TEXTE DE LA PAGE
▽
L’objectif de l’accord — qui sera négocié du 13 au 24 mai par plus de 190 pays membres de l’agence de l’ONU pour la propriété intellectuelle (OMPI) — est de combattre la "biopiraterie", à savoir l’utilisation des ressources génétiques et des savoirs traditionnels associés sans l’accord de ceux qui les détiennent et sans qu’ils puissent en bénéficier.
Ces ressources — comme les plantes médicinales, les variétés végétales et les espèces animales — sont de plus en plus utilisées dans de nombreuses inventions par la recherche et l’industrie (cosmétiques, semences, médicaments, biotechnologie, compléments alimentaires...).
Si ces ressources ne sont pas brevetables en tant que telles, elles peuvent servir de base, ainsi que les connaissances traditionnelles conservées par les peuples autochtones au fil des générations, à des « innovations » qui pourront l’être, donnant lieu parfois à de longues batailles juridiques.
Comme il n’est pas obligatoire de publier l’origine des innovations, de nombreux pays en développement sont inquiets quant au fait que des brevets sont accordés sans que les peuples autochtones en soient informés ou pour des inventions qui n’en sont pas réellement. « C’est ce que l’on appelle familièrement le biopiratage », selon Wend Wendland, directeur de la Division des savoirs traditionnels de l’OMPI.
△
DONNÉES À EXAMINER
▽
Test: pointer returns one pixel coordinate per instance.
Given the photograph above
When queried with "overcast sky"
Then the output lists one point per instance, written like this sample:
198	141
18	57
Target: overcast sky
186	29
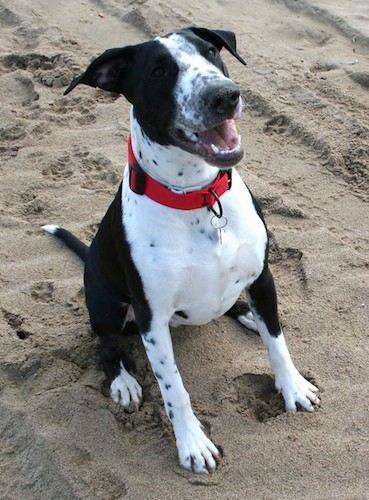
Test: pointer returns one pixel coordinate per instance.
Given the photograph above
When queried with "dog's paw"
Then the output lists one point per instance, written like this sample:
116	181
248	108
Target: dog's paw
296	390
247	320
125	389
196	452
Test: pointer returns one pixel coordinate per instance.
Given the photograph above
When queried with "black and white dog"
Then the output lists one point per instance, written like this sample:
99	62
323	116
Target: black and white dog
184	236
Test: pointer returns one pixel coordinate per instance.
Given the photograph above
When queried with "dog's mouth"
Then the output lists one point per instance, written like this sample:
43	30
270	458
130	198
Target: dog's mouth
220	146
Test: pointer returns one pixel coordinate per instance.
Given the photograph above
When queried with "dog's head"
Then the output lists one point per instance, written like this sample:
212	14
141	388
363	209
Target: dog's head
180	90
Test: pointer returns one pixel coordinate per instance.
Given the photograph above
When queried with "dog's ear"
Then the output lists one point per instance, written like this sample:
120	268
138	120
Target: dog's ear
107	71
219	39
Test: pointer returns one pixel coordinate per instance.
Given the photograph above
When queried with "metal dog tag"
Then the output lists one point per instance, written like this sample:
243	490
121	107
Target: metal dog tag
219	223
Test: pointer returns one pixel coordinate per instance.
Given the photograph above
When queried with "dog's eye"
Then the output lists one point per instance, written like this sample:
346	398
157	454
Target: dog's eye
158	72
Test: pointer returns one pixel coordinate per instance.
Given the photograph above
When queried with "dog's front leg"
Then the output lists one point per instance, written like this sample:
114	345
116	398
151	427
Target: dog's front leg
293	386
196	451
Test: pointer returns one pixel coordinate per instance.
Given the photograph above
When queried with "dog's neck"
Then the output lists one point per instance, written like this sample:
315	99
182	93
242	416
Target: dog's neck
168	164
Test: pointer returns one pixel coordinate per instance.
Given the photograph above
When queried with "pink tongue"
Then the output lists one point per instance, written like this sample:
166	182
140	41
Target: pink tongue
223	136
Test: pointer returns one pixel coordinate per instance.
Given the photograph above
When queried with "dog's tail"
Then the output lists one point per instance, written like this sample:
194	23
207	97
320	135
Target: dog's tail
77	246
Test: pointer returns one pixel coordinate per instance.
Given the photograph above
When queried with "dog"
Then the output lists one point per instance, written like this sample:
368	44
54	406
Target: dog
184	236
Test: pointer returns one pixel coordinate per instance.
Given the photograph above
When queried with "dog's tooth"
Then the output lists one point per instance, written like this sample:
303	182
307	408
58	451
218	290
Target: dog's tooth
191	135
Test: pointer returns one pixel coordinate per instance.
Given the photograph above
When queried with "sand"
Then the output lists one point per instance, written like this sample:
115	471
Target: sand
305	128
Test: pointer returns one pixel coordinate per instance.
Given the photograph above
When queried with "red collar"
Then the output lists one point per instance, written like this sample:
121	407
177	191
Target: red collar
141	183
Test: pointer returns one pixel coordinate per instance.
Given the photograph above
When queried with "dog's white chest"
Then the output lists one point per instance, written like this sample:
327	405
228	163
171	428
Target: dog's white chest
191	271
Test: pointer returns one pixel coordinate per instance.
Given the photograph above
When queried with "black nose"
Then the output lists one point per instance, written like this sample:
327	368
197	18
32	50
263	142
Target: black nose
222	98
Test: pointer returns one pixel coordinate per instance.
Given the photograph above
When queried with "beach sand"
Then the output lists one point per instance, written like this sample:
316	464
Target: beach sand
305	128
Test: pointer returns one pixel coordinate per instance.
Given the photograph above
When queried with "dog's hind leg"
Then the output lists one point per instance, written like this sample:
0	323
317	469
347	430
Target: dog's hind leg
108	317
295	389
241	312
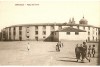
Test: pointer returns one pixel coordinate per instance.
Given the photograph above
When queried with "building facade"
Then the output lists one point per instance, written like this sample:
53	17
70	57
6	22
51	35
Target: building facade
46	31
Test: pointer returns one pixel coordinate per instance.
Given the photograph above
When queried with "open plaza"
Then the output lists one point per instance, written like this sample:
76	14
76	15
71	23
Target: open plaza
42	54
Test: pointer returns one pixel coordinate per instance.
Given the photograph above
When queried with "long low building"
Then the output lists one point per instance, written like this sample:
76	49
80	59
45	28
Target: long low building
47	31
△
TÂCHE À RÉALISER A
Répondez à ces questions d'après le texte sur la biopiraterie :
(i) À quelles dates l'accord sera-t-il négocié ?
(ii) Quelle fonction Wend Wendland occupe-t-il à l'OMPI ?
(iii) Qu'est-ce qu'il n'est pas obligatoire de publier pour les innovations ?
TÂCHE À RÉALISER B
Poursuivez le texte sur la biopiraterie après sa dernière phrase.
Les entrées n'ont aucun lien avec le texte sur la biopiraterie.

CORRIGÉ A
(i) Du 13 au 24 mai.
(ii) Il est directeur de la Division des savoirs traditionnels de l'OMPI.
(iii) Leur origine.

CORRIGÉ B
Que dit le projet de texte ?
Plus d’une trentaine de pays disposent d’exigences nationales de divulgation. Il s’agit pour la plupart de pays en développement, dont la Chine, le Brésil, l’Inde et l’Afrique du Sud, mais aussi des pays européens, comme la France, l’Allemagne et la Suisse. Ces textes diffèrent les uns des autres et ne sont pas toujours obligatoires.
Le projet de texte stipule que les déposants de demandes de brevet seront tenus de divulguer le pays d’origine des ressources génétiques de l’invention et le peuple autochtone ayant fourni des savoirs traditionnels.
L’objectif est d’accroître « l’efficacité, la transparence et la qualité » du système des brevets pour s’assurer que l’invention est bien nouvelle et que les pays et communautés concernés ont donné leur accord.
Cette transparence doit renforcer la mise en œuvre du Protocole de Nagoya qui prévoit que les personnes fournissant des ressources génétiques ou des connaissances traditionnelles bénéficient d’avantages — monétaires ou pas — découlant de leur utilisation.
La Colombie en première ligne
Les pays en développement réclament depuis des décennies plus de transparence sur l’origine des ressources génétiques, avec en 1999 une première demande officielle faite par la Colombie auprès de l’OMPI.
Il aura fallu des années de négociations pour réduire les 5.000 pages de documentation sur le sujet au projet actuel faisant 11 pages.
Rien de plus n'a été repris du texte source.